◆ WHAT THIS TASK INVOLVES ◆
Report every line in the records below that contains the word "antler", copying each such line in full.

◆ RECORDS FOR THIS TASK ◆
--*--

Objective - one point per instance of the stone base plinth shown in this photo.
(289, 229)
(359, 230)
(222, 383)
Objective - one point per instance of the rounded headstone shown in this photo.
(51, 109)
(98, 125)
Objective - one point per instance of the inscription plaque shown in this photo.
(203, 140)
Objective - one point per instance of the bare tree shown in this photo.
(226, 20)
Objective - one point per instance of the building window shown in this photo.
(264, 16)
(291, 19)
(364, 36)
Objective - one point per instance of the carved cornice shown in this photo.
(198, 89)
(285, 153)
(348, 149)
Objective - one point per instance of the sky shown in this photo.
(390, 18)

--*--

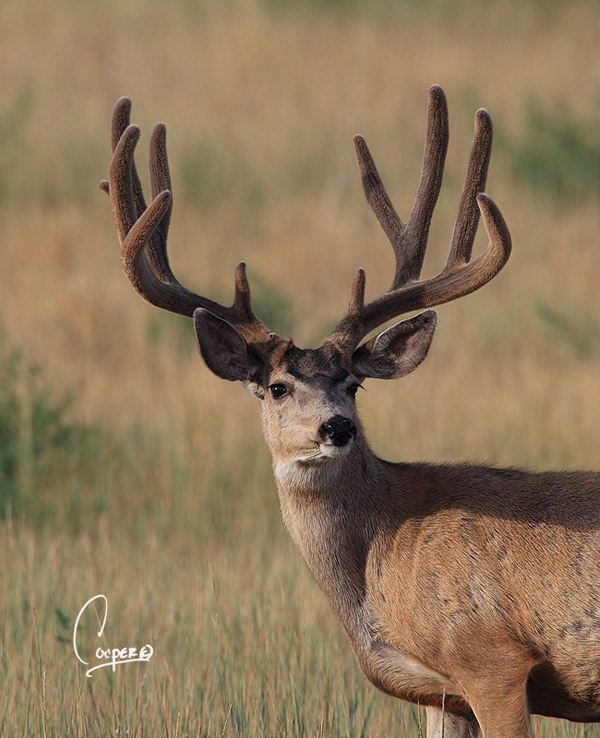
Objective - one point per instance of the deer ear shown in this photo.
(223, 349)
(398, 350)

--*--

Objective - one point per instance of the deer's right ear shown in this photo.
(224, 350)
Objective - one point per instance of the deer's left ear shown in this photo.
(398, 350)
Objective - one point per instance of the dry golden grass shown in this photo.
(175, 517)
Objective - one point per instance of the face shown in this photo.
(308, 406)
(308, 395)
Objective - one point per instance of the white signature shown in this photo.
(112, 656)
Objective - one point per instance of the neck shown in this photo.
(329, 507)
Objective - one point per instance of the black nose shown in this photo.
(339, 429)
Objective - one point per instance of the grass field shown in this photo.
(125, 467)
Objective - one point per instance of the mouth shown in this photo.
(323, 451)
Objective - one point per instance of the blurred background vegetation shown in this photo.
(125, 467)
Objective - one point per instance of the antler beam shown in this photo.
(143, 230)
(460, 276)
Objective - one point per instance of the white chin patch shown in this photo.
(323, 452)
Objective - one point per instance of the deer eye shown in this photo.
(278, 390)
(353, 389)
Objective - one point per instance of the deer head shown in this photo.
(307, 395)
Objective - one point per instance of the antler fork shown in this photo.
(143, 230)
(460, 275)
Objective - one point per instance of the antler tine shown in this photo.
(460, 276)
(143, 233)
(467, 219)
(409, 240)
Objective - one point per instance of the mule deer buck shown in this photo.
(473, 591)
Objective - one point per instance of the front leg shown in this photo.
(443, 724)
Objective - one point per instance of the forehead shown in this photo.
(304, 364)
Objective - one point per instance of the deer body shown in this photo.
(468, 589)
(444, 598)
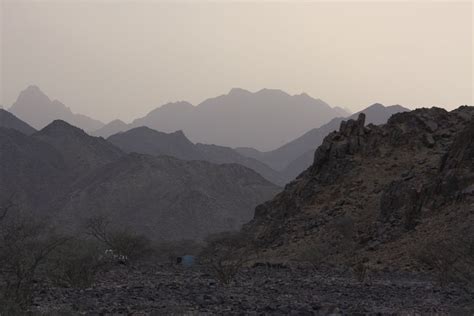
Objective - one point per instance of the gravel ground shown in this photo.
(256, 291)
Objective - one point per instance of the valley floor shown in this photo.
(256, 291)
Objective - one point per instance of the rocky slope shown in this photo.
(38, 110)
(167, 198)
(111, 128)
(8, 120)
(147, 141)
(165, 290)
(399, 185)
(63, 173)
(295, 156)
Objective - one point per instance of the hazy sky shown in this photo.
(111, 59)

--*--

◆ EXERCISE RESPONSE ◆
Objective - one point per instance of the antler beam shown in this photo.
Objective - one point per instance of the antler fork shown in this photo.
Objective - one point per instance of the antler tine shown in this photo.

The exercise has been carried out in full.